═════ Provided entries

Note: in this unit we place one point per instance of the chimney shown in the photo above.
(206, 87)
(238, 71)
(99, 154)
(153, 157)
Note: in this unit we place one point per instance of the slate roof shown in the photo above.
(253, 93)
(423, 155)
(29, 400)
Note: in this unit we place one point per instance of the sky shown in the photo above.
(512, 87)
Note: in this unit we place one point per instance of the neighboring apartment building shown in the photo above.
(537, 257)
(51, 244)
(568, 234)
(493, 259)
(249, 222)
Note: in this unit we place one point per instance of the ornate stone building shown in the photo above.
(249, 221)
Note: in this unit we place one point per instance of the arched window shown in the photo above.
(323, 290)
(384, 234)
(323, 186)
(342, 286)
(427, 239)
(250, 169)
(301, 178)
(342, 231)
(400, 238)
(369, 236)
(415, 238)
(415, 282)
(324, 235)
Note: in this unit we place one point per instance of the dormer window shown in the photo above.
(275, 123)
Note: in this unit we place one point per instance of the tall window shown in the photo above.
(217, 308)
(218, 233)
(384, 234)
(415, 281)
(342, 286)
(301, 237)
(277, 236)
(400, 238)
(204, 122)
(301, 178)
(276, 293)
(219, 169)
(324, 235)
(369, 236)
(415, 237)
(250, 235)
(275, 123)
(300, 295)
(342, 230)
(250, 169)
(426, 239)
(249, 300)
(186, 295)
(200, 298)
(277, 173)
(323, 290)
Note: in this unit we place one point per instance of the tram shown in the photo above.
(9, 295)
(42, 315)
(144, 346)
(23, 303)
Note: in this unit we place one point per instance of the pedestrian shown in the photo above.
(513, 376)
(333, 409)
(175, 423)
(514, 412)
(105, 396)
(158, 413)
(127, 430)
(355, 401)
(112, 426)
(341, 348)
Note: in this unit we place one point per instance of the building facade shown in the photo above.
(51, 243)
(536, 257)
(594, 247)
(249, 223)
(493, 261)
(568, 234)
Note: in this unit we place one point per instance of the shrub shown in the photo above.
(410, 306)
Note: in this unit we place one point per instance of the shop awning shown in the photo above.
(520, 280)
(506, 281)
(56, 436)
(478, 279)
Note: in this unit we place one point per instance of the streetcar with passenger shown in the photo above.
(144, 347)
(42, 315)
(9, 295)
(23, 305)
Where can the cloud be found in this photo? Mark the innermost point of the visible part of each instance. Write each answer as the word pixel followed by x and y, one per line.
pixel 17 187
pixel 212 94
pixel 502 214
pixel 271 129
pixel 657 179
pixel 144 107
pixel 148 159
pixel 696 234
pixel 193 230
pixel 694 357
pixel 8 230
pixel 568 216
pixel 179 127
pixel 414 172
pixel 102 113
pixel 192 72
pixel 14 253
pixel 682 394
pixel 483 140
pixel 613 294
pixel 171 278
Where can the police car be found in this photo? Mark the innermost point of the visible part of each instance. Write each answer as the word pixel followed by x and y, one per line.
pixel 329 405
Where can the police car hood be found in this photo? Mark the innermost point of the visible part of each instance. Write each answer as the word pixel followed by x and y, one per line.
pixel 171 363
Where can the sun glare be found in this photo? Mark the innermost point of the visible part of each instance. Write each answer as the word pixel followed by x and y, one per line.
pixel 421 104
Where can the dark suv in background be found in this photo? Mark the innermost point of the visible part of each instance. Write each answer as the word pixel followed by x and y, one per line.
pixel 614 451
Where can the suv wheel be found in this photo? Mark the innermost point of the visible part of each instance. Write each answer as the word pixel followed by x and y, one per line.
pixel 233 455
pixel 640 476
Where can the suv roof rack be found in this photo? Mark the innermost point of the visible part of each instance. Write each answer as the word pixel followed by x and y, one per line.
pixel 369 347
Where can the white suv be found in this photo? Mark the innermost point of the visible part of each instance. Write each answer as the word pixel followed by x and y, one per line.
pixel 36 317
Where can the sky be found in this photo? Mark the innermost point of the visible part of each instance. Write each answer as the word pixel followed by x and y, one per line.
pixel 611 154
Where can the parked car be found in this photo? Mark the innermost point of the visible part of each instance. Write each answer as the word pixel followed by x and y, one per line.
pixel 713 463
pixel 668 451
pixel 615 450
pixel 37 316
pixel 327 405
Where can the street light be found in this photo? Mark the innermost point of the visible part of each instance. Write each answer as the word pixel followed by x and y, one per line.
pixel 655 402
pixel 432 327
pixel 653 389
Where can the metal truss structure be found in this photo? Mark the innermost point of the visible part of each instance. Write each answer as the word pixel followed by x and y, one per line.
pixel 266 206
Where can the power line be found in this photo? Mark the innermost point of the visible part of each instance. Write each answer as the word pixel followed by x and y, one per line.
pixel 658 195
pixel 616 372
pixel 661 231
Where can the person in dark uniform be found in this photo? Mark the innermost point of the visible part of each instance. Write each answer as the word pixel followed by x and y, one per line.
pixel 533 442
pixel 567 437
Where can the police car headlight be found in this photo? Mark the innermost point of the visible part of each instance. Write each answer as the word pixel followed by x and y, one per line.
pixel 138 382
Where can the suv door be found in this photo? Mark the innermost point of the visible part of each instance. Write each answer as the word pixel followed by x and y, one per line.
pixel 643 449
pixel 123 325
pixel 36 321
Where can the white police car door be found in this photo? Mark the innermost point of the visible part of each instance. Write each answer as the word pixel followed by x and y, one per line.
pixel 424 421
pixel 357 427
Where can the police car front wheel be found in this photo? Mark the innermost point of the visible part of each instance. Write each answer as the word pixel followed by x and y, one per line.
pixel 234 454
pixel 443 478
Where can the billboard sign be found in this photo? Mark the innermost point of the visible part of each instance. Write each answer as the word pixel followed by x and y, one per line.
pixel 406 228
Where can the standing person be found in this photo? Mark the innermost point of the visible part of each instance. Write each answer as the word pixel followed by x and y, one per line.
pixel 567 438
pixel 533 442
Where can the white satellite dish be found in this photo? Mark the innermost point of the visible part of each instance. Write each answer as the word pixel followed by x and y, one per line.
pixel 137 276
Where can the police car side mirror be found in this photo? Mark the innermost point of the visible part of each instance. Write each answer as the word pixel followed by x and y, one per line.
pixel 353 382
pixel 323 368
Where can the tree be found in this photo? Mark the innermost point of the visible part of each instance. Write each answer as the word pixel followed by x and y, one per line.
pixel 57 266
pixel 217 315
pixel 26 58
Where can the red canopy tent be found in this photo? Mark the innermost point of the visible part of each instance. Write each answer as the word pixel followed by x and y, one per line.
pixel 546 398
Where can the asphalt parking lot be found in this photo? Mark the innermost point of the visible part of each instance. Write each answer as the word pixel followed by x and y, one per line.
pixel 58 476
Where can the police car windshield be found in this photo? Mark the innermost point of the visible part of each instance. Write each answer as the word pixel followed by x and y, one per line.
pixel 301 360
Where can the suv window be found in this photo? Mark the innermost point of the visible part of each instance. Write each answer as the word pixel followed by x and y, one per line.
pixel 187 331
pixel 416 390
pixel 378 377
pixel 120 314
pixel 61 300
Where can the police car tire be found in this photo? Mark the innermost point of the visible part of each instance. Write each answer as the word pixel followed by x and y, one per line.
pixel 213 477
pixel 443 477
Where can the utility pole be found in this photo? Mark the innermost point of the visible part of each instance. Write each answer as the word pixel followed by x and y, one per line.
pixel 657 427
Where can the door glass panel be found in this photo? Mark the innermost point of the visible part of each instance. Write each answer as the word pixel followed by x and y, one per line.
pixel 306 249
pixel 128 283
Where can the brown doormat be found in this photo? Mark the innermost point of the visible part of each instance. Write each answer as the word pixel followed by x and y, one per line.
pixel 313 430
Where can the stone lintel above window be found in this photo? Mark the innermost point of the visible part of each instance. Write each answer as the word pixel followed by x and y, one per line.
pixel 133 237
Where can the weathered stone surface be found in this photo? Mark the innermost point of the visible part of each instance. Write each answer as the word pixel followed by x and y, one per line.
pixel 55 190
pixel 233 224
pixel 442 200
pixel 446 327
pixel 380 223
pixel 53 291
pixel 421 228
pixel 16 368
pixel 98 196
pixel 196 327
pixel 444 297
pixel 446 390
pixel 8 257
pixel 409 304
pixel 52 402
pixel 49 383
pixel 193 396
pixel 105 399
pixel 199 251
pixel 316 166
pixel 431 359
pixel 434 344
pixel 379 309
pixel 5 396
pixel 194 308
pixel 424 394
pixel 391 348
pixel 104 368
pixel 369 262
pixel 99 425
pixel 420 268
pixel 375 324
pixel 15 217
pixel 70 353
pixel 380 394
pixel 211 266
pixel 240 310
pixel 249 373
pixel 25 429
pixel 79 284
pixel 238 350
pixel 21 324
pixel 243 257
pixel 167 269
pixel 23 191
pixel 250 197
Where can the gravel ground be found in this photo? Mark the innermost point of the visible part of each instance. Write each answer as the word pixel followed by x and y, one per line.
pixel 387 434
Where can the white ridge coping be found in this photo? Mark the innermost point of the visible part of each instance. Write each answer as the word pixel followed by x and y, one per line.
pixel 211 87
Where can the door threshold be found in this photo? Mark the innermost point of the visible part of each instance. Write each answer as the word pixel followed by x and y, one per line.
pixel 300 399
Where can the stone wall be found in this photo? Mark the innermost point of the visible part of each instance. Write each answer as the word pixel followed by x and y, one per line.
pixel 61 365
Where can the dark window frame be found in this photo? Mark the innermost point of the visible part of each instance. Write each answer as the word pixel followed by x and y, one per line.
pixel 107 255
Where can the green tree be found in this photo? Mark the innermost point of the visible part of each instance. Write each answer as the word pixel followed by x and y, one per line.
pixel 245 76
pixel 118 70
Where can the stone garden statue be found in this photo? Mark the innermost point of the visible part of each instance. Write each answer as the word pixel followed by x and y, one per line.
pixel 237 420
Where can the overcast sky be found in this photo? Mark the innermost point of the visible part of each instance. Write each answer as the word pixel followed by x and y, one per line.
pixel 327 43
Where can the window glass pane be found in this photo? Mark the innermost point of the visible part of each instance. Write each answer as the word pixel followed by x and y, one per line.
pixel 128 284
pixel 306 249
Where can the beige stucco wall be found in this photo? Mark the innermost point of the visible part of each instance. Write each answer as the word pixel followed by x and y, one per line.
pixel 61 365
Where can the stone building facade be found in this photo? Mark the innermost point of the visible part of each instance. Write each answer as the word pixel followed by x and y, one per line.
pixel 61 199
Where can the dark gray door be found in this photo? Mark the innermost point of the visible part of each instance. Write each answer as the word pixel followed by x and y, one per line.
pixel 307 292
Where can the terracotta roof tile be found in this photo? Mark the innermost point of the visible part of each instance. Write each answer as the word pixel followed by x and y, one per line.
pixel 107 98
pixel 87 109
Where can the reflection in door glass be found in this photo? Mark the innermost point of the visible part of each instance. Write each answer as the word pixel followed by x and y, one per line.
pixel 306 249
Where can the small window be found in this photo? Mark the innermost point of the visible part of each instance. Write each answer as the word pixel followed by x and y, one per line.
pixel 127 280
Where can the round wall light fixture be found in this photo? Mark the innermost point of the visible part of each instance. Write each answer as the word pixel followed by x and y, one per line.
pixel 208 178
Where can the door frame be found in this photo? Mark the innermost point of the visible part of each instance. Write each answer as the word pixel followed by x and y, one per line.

══════════

What the task requires: Only exact copies of the lines from the one containing "Where can the round" to the end of the records belong in the answer.

Response below:
Where can the round wall light fixture be found in this photo? Mark the innermost point of the visible part of each instance. Write each answer as the word pixel followed by x and y, one per line.
pixel 208 178
Where can the door frame be found in this photo? Mark the innermost point of the visible part of each instance. Write each answer as the word pixel followed by x and y, one per line.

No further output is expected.